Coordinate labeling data
* Begin *

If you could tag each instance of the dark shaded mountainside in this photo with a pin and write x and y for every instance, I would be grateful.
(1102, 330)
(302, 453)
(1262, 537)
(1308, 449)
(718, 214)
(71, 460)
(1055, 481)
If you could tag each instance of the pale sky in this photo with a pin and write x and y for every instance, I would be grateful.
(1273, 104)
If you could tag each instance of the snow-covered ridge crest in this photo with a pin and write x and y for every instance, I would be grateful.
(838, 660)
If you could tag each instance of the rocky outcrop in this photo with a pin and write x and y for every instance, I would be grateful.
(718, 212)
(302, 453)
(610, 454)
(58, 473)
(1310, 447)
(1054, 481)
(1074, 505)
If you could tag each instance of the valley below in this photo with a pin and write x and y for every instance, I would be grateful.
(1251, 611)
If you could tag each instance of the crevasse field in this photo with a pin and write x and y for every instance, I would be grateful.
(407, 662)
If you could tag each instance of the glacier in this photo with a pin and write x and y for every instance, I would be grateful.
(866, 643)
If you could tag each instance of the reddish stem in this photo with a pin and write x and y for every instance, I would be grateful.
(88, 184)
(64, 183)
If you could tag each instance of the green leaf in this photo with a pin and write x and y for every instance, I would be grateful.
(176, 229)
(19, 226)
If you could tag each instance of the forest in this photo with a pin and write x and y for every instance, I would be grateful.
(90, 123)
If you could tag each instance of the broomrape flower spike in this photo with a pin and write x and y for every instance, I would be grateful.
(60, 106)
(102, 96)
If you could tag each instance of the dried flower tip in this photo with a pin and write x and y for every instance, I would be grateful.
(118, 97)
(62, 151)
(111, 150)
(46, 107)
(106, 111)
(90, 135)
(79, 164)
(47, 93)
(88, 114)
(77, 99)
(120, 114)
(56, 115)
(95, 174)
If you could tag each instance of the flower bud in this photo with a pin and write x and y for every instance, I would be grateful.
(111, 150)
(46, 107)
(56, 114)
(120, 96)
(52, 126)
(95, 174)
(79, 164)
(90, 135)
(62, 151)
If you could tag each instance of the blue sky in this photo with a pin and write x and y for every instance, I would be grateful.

* End *

> _Set problem_
Copy every item above word for word, keeping the lines in the same order.

> _Written reply_
If you could tag each instance of the dark shaded mountainside in this photo with a pin and write x and y for every instance, I would be grateful.
(1102, 330)
(302, 453)
(1262, 537)
(1308, 449)
(718, 214)
(71, 460)
(1055, 481)
If you could tag each instance of the pale sky in this photo with a pin and write x and y for every instance, I would be grateful.
(1273, 104)
If you could tag each instance of the snow-covered ridge crest in this photo with a pin and write x and y for every instance, I would be grateful.
(838, 660)
If you could tag each instance of the rocky outcrop in this photo with a pin and write x and y for every instance, I would be grateful.
(718, 212)
(302, 453)
(610, 454)
(58, 473)
(1310, 447)
(1054, 481)
(1074, 505)
If you could tag each instance of the valley below in this photo with a pin and write x and y for every instance, I would be grateful.
(1251, 611)
If you could tag each instance of the crevasse field in this photo with a pin and write x and y for every instance, I would be grateful.
(407, 662)
If you could tag each instance of the glacier in this photo with a pin and write x and y for every instance, I would be grateful.
(866, 643)
If you could tag each instance of the reddish stem in this photo with a pin and write x and y for every instance, I would be grateful.
(88, 184)
(64, 183)
If you could tag each instance of the green leaf in this photo with a pin and write x and y for every instance, I would be grateful.
(176, 229)
(19, 226)
If you could tag each instance of the forest in this photo with a pin and write x and y for every instance, I would be grateful.
(90, 123)
If you could tag each instance of the broomrape flower spike in this photo with a pin and write x and y for every instance, I would be grateful.
(60, 106)
(102, 96)
If you could tag each instance of the dried flower tip in this photo with a pin and write x and y for every instance, I would be grateful.
(118, 97)
(62, 151)
(111, 150)
(46, 107)
(106, 111)
(90, 135)
(79, 164)
(47, 93)
(88, 114)
(77, 99)
(120, 114)
(56, 115)
(95, 174)
If you could tag each instance of the flower bud in this photo with a pin and write x and y for every instance, I would be grateful.
(111, 150)
(46, 107)
(56, 114)
(120, 96)
(52, 126)
(95, 174)
(79, 164)
(90, 135)
(62, 151)
If you could tag each instance of the blue sky in this photo with a pin and write x and y for every instance, I would be grateful.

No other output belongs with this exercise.